TASK PROMPT: In the text on supermarket bacteria, why do shopping cart handles rank first among the objects tested? Answer in one to three sentences.

TEXT SEGMENT:
####

Bacteria Hysteria In The Supermarket

Horror stories of harmful bacteria living on surfaces in public places are the bread-and-butter of scare-mongering television, but is there any scientific evidence to support the claim that these invisible microbes can do us serious harm? Well, yes and no.

According to a recent study, conducted by the Korean Consumer Protection Board, which examined the surfaces of a number of commonly used objects, shopping cart handles were found to have the largest colonies of bacteria. Yep, even more than that old stalwart, the public bathroom door handle. The study ran tests for bacterial content on six of the most frequently handled public items, and, as you might have guessed, the results appear suitably worrying.

Shopping cart handles are at the top of the report’s scary-six list, with 1,100 colony-forming units of bacteria per 10 cm2, followed by the mice used in an Internet cafe, which had an average of 690 colony-forming units. Hand straps on buses are the next bacterial stronghold with 380 units, followed by bathroom door handles at 340. On the face of it, these results indicate that supermarket chains should distribute rubber gloves, respirators and disinfectant to any shoppers plucky enough to enter their premises, and Internet cafes – in the Chinese style – should be shut down immediately. But does the study really indicate a clear and present danger to public health?

####

(Data drawn from a collection)
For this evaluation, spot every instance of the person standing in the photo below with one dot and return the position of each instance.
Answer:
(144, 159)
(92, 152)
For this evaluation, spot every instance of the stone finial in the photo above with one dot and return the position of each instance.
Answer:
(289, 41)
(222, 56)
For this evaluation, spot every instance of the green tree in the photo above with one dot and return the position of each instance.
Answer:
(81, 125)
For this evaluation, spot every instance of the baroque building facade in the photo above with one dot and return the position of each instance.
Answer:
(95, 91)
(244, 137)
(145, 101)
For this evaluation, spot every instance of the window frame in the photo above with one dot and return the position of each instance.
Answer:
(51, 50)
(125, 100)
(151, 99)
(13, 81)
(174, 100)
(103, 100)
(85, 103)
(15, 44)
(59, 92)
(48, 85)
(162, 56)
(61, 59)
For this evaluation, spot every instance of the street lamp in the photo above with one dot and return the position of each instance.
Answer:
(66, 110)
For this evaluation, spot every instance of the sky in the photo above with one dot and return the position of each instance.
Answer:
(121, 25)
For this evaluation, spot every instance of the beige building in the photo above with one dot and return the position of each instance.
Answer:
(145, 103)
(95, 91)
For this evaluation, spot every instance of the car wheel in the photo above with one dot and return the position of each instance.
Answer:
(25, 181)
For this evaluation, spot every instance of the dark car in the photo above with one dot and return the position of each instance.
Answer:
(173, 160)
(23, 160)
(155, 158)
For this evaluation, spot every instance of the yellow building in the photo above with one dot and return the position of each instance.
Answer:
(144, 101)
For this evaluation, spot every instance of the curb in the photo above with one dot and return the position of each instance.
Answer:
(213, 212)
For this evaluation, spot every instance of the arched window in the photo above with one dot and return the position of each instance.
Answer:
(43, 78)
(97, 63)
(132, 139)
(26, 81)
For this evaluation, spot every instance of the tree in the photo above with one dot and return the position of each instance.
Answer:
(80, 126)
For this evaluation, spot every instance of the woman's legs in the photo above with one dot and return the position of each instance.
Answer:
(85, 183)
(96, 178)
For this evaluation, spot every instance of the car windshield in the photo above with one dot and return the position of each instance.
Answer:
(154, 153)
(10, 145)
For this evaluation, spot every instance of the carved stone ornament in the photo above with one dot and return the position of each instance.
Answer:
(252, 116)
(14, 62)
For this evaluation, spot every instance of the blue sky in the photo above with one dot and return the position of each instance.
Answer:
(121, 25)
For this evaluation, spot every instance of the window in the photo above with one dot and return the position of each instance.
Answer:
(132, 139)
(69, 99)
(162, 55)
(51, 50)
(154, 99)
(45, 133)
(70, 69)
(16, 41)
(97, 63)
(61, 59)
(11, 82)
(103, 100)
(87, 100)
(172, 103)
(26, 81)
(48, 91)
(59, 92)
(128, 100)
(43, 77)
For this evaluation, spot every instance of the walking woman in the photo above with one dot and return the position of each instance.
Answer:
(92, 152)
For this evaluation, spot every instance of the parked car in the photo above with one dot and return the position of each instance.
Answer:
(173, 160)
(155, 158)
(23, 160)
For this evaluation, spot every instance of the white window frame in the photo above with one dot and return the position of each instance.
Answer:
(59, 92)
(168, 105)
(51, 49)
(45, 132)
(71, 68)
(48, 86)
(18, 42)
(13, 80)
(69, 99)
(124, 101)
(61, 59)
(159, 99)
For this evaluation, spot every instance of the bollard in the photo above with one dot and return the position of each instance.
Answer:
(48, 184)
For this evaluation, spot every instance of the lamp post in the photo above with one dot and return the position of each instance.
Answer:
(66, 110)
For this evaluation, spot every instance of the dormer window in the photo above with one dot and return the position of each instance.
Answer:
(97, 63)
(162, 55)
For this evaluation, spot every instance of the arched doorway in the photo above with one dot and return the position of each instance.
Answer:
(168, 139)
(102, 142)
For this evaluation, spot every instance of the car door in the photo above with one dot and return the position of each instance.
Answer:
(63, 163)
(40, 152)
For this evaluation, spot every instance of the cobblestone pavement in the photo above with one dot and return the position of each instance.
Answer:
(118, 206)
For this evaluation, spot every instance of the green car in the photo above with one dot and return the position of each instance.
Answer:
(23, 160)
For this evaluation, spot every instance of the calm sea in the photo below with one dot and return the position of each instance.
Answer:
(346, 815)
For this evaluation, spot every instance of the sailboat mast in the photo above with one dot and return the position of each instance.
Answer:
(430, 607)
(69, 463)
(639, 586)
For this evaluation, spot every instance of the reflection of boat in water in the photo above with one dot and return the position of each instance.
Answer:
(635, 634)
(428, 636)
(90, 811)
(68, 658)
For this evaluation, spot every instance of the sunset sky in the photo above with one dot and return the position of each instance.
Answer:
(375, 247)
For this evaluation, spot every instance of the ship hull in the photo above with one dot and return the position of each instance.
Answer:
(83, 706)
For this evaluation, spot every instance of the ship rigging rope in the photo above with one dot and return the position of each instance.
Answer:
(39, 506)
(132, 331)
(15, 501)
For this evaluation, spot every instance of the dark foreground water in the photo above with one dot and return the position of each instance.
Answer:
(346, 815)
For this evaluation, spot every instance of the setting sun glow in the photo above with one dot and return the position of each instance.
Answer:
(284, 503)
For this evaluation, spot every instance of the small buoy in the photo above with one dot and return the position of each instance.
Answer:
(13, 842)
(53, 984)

####

EXPECTED ANSWER: Shopping cart handles carried the most bacteria, 1,100 colony-forming units per 10 cm2. That is more than Internet cafe mice (690), bus hand straps (380), and bathroom door handles (340).